_Exercise directions_:
The data below needs to be returned exactly, line for line.

— Begin Available data —

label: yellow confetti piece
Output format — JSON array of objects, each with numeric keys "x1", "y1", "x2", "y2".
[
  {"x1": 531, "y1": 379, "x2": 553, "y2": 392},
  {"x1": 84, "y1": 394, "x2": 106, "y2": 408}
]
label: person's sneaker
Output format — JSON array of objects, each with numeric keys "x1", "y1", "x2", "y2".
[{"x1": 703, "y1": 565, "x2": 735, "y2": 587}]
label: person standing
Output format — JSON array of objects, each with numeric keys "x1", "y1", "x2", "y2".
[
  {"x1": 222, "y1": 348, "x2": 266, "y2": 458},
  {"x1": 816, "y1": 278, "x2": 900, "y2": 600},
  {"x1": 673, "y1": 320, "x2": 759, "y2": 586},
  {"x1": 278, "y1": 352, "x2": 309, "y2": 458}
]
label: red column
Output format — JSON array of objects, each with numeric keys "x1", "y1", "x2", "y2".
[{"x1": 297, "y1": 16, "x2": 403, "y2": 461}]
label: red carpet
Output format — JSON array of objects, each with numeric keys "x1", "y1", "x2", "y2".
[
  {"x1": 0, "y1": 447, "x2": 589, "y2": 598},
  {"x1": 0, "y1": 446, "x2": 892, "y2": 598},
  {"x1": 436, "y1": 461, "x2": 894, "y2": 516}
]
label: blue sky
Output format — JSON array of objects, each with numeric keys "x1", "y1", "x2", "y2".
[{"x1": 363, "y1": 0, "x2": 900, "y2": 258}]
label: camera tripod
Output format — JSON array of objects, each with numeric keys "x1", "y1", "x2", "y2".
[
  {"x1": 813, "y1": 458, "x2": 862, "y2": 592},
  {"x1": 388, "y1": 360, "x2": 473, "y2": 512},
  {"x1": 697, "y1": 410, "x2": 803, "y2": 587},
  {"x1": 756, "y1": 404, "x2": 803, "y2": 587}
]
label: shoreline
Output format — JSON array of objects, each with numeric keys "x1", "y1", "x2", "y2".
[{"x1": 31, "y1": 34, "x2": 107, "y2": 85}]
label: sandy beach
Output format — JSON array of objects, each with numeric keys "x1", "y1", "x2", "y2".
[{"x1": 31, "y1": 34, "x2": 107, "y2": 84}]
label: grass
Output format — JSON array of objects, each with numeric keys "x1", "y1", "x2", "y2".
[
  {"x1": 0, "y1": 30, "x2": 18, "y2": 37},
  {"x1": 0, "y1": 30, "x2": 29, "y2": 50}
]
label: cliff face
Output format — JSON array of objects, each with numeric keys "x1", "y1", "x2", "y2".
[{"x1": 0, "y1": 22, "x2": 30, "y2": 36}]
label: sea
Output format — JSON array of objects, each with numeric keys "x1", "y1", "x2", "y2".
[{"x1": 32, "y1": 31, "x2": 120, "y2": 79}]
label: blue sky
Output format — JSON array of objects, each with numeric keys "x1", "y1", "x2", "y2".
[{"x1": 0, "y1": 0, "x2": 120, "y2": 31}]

— End Available data —

_Right answer_:
label: yellow confetti piece
Output format — JSON array of objects, each with numeric keys "x1", "y1", "x2", "y2".
[
  {"x1": 531, "y1": 379, "x2": 553, "y2": 392},
  {"x1": 84, "y1": 394, "x2": 106, "y2": 408}
]
label: person's sneaker
Output format — JSON array of objects, each with numeric keys "x1", "y1", "x2", "y2".
[{"x1": 703, "y1": 565, "x2": 735, "y2": 587}]
label: person standing
Output format — JSON array of objects, each with numeric keys "x1", "y1", "x2", "y2".
[
  {"x1": 222, "y1": 348, "x2": 266, "y2": 458},
  {"x1": 816, "y1": 278, "x2": 900, "y2": 600},
  {"x1": 673, "y1": 320, "x2": 759, "y2": 586},
  {"x1": 278, "y1": 352, "x2": 309, "y2": 458}
]
label: red column
Output format — JSON array of objects, each with numeric keys "x1", "y1", "x2", "y2".
[{"x1": 297, "y1": 16, "x2": 403, "y2": 461}]
label: red carpet
Output format — JSON array of objects, each with numeric keys "x1", "y1", "x2", "y2".
[
  {"x1": 0, "y1": 447, "x2": 589, "y2": 598},
  {"x1": 0, "y1": 446, "x2": 892, "y2": 598},
  {"x1": 436, "y1": 461, "x2": 894, "y2": 516}
]
label: blue sky
Output format — JSON array of objects, each with numeric keys "x1", "y1", "x2", "y2".
[{"x1": 363, "y1": 0, "x2": 900, "y2": 258}]
label: camera tripod
Output format — JSON array of objects, each with numeric keys "x1", "y1", "x2", "y2".
[
  {"x1": 813, "y1": 458, "x2": 862, "y2": 592},
  {"x1": 388, "y1": 360, "x2": 473, "y2": 512},
  {"x1": 697, "y1": 410, "x2": 803, "y2": 587},
  {"x1": 756, "y1": 404, "x2": 803, "y2": 587}
]
label: shoreline
Output format — JSON array of objects, each with numeric keys "x1", "y1", "x2", "y2".
[{"x1": 31, "y1": 34, "x2": 107, "y2": 85}]
label: sandy beach
Output format — JSON array of objects, each with numeric keys "x1", "y1", "x2", "y2".
[{"x1": 31, "y1": 34, "x2": 107, "y2": 84}]
label: grass
Output format — JSON array of objects, each with numeric keys "x1", "y1", "x2", "y2".
[
  {"x1": 0, "y1": 30, "x2": 18, "y2": 37},
  {"x1": 0, "y1": 30, "x2": 29, "y2": 50}
]
label: cliff face
Output format — JSON array of objects, each with numeric keys "x1", "y1", "x2", "y2".
[{"x1": 0, "y1": 22, "x2": 30, "y2": 36}]
label: sea
Output format — JSON array of objects, each with numeric keys "x1", "y1", "x2", "y2".
[{"x1": 32, "y1": 31, "x2": 120, "y2": 79}]
label: blue sky
Output format — JSON array of objects, each with numeric keys "x1", "y1", "x2", "y2".
[{"x1": 0, "y1": 0, "x2": 120, "y2": 31}]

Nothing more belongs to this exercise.